SELECTED TEXT
>>>>>
Two labels are known from the Old Kingdom showing usage of the branch hieroglyph, one by Pharaoh Den, one by Semerkhet. The usage on the labels shows the branch hieroglyph in a more archaic form.

===Rosetta Stone usage of branch--"khet"===
In the 198 BC, Rosetta Stone the branch hieroglyph is used six times, lines R1 combined with N23-(the Nubayrah Stele), R5, R6, R9, R13 and R14.

The Rosetta Stone usage of the hieroglyph is somewhat distinctive:

line R1-"kh-t",
".... Were brought some of them (rebels) into White Wall (Memphis, Egypt-"Aneb-Hetch-t"), at the festival of the receiving behold of the kingdom from his father, slaying by placing [them] upon stakes[s]."

line R5-"nekh-t" for "might"-(Nike, as the goddess of Victory: Greek Nike)
<<<<<
TASKS FOR THIS EXERCISE
a – According to the branch hieroglyph text, how many times is the hieroglyph used on the Rosetta Stone?
b – In one to three sentences, explain what the branch hieroglyph text says the two Old Kingdom labels show about the hieroglyph.
c – Duplicate the stretch of the branch hieroglyph text from "Two labels are" through "Victory: Greek Nike)".

EXTRACTED RECORDS
>>>>>
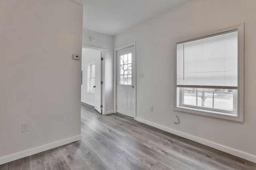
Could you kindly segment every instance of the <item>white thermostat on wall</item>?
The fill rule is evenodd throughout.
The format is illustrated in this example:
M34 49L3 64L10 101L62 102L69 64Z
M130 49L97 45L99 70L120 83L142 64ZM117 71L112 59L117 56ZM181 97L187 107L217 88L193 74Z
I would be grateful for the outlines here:
M80 60L80 55L78 55L78 54L73 54L73 59L74 60Z

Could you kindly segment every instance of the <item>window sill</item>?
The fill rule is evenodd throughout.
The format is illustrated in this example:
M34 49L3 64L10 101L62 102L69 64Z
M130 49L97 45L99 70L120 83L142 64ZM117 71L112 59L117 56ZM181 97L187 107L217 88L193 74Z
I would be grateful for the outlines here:
M238 116L238 114L236 115L234 114L225 113L184 106L177 106L174 109L174 110L185 113L196 114L197 115L225 119L233 121L236 121L240 122L243 122L242 118Z

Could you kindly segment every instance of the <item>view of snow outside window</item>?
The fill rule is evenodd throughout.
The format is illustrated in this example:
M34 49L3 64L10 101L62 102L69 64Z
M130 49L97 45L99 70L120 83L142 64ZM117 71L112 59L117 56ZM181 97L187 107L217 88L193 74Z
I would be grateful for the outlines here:
M92 92L95 91L95 64L91 65L91 74L90 77L90 90Z
M132 85L132 53L120 56L119 84Z
M183 105L233 111L236 90L184 88L182 90Z

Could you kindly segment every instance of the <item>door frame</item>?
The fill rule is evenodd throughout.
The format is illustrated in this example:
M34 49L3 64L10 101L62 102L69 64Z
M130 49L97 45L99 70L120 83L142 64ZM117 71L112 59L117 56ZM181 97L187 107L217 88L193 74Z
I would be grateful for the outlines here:
M92 46L91 45L86 45L85 44L83 44L82 45L82 48L85 48L88 49L91 49L95 50L97 50L100 51L100 52L103 52L103 64L102 64L101 70L101 72L102 72L102 81L103 82L103 84L102 84L102 92L101 95L102 96L102 114L103 115L106 114L106 109L107 108L106 107L106 56L107 52L107 49L104 49L102 48L98 47L96 47Z
M117 105L117 51L122 50L123 49L126 49L126 48L130 47L134 47L134 56L133 57L135 57L135 63L134 64L135 66L135 71L134 72L134 82L133 82L132 84L134 85L134 92L135 92L135 98L134 98L134 104L135 104L135 107L134 107L134 112L135 115L134 119L136 120L136 117L137 115L136 112L136 99L137 98L137 95L136 94L136 41L132 42L131 43L127 44L125 45L122 45L122 46L119 47L115 48L114 49L114 113L117 113L116 111L116 106ZM134 63L132 63L133 65Z

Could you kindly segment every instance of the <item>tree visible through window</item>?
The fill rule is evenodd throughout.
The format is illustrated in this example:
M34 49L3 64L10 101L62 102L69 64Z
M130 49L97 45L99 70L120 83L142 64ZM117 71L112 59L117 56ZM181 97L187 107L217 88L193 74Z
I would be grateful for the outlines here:
M177 43L176 110L242 121L243 27Z
M120 56L119 84L132 85L132 53Z
M95 91L95 63L93 61L88 64L88 91Z

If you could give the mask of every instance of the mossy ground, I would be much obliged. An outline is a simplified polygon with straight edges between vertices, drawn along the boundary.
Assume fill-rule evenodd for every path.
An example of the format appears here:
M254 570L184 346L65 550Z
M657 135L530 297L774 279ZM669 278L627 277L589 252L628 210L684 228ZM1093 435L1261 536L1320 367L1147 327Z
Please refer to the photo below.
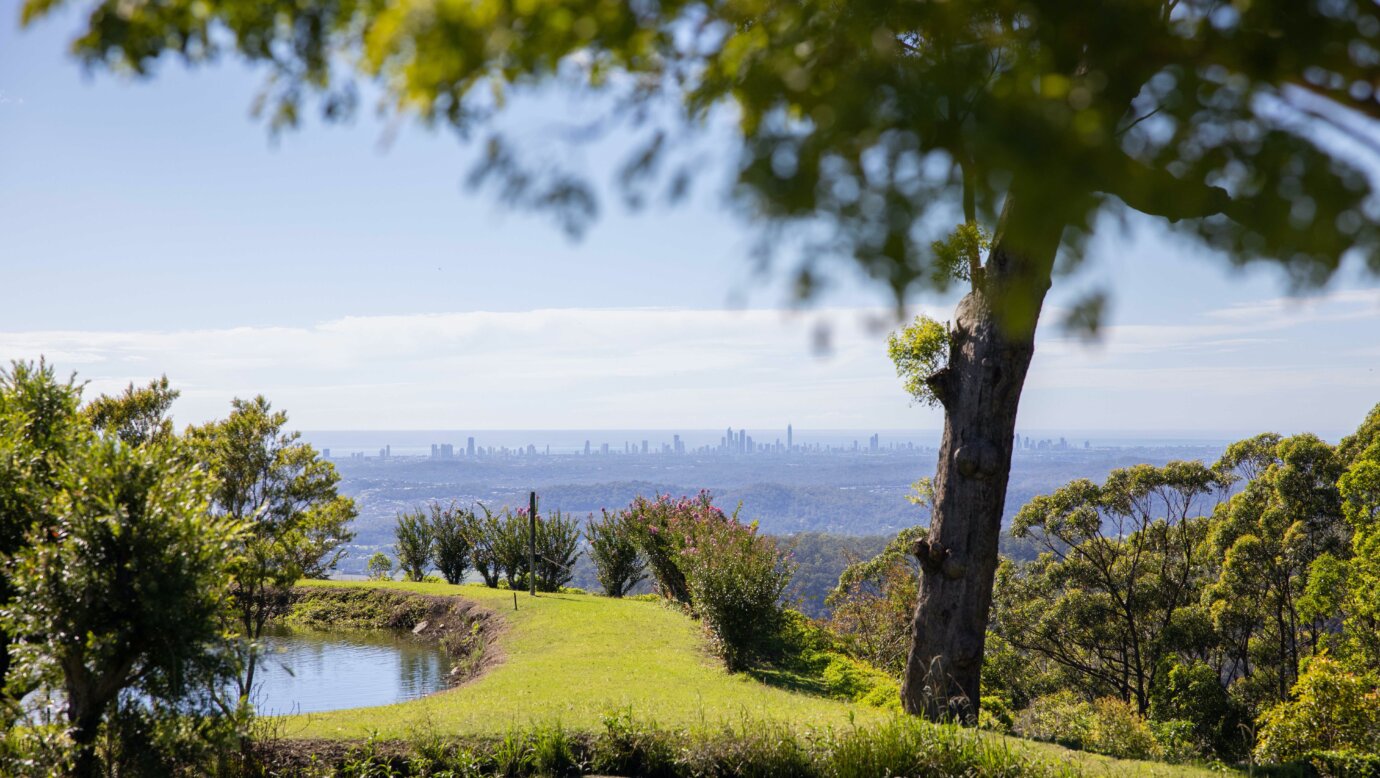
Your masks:
M377 586L461 596L505 622L479 679L422 699L280 720L293 739L417 739L486 737L558 724L596 732L624 712L661 728L744 730L787 724L796 732L869 728L894 713L767 686L730 675L708 654L700 626L644 600L560 593L530 597L479 585L406 582L304 582L306 586ZM1112 760L1056 745L984 735L994 745L1050 766L1092 775L1212 775L1191 766Z

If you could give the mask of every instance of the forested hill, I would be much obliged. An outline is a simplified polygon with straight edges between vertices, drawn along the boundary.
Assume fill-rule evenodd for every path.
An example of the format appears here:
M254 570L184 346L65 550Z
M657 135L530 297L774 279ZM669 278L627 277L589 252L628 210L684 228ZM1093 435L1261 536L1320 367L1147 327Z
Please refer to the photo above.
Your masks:
M1100 480L1115 468L1141 462L1213 461L1223 447L1018 451L1006 519L1031 497L1072 479ZM392 542L399 510L433 499L523 506L530 490L538 491L542 510L598 513L624 506L639 494L679 495L708 488L726 509L741 502L742 517L758 520L771 534L887 535L926 519L905 495L911 483L933 475L936 457L933 450L756 457L395 457L335 459L335 465L344 476L342 491L359 506L355 542L384 546Z

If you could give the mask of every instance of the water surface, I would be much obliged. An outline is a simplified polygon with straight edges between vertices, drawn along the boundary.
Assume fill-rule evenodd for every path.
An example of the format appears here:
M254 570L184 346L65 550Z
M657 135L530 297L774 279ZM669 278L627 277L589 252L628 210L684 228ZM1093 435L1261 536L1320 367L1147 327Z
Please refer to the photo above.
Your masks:
M446 686L439 646L393 632L270 626L254 680L259 713L316 713L391 705Z

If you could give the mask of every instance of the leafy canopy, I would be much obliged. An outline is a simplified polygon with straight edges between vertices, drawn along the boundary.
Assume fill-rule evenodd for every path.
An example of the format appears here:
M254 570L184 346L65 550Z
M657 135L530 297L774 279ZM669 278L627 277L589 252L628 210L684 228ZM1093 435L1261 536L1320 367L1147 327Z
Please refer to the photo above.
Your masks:
M1064 228L1068 266L1100 214L1138 211L1297 283L1348 251L1380 270L1359 163L1380 149L1365 124L1380 116L1380 8L1363 0L26 0L22 18L63 6L87 12L73 50L88 65L144 74L164 55L235 52L265 66L275 127L313 98L346 117L371 81L391 110L486 132L473 181L571 229L596 188L571 154L512 146L491 121L511 95L604 95L606 120L567 135L631 132L615 179L635 199L683 193L705 166L675 132L726 109L736 193L802 250L803 291L824 255L898 298L978 286L970 248L1012 192ZM1003 229L1020 241L1029 226ZM1043 283L1014 279L994 303L1032 316ZM1094 294L1074 319L1098 310Z

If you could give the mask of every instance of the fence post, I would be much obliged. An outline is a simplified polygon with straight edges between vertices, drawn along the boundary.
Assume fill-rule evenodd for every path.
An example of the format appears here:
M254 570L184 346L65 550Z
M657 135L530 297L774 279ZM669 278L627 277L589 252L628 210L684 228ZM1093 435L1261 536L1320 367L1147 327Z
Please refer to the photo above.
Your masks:
M537 596L537 492L531 492L531 506L527 510L527 588Z

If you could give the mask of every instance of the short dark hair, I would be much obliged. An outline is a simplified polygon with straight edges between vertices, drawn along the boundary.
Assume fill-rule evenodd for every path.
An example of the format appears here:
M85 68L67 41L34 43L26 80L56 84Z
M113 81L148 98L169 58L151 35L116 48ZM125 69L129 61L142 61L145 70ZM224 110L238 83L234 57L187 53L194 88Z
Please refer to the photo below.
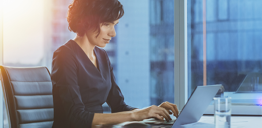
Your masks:
M123 6L117 0L74 0L69 7L68 29L82 36L88 30L98 30L100 24L112 23L124 15Z

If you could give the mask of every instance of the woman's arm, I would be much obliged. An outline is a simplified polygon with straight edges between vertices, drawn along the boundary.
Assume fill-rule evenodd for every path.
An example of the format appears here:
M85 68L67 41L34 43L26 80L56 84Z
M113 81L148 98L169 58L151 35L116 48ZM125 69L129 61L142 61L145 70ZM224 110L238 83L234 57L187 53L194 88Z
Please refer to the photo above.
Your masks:
M153 105L145 109L135 109L130 111L110 114L95 113L92 125L112 124L127 121L142 121L144 119L154 118L164 121L172 119L165 109Z

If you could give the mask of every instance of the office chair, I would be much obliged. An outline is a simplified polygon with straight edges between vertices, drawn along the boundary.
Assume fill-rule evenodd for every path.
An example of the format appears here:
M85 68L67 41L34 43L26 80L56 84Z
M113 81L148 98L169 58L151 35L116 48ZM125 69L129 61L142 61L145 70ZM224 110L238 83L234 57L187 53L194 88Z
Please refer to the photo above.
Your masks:
M0 72L9 127L52 127L52 83L47 68L0 66Z

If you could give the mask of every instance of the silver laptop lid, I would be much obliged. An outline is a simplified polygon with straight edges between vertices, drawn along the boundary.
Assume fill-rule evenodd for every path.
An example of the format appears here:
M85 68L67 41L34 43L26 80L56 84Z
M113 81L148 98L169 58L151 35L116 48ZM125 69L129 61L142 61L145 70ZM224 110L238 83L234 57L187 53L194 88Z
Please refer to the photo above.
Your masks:
M195 89L172 128L198 121L221 85L197 86Z

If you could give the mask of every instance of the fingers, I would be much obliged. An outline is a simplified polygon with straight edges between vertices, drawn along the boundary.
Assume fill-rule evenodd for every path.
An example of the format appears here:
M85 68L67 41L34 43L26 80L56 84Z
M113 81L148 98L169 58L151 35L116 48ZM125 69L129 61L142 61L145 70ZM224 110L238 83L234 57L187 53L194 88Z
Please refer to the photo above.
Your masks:
M163 119L165 118L166 121L169 122L169 121L172 120L172 119L169 116L169 113L166 111L166 110L163 108L158 107L155 105L153 105L150 106L149 108L150 111L150 112L152 113L153 114L152 116L152 117L157 119L159 119L161 121L163 121ZM158 116L163 116L163 118L160 118Z
M168 110L171 110L174 113L174 116L177 117L178 116L178 109L177 105L174 104L166 101L163 103L158 106L165 108ZM170 114L172 114L169 112Z

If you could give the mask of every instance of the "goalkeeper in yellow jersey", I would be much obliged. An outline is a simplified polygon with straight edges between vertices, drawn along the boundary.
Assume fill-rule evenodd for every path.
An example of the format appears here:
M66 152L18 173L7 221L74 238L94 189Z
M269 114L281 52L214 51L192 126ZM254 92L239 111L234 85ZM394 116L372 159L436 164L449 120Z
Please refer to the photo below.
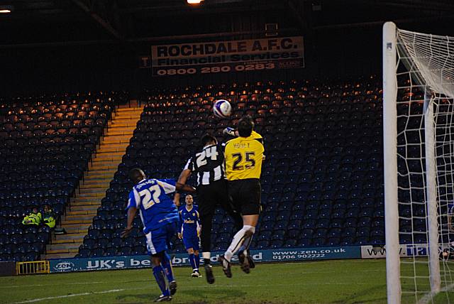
<<<<<
TASK-BY-TASK SOLUTIONS
a – Six times.

b – The two labels, one by Pharaoh Den and one by Semerkhet, show the branch hieroglyph in use during the Old Kingdom. On them, the hieroglyph appears in a more archaic form.

c –
Two labels are known from the Old Kingdom showing usage of the branch hieroglyph, one by Pharaoh Den, one by Semerkhet. The usage on the labels shows the branch hieroglyph in a more archaic form.

===Rosetta Stone usage of branch--"khet"===
In the 198 BC, Rosetta Stone the branch hieroglyph is used six times, lines R1 combined with N23-(the Nubayrah Stele), R5, R6, R9, R13 and R14.

The Rosetta Stone usage of the hieroglyph is somewhat distinctive:

line R1-"kh-t",
".... Were brought some of them (rebels) into White Wall (Memphis, Egypt-"Aneb-Hetch-t"), at the festival of the receiving behold of the kingdom from his father, slaying by placing [them] upon stakes[s]."

line R5-"nekh-t" for "might"-(Nike, as the goddess of Victory: Greek Nike)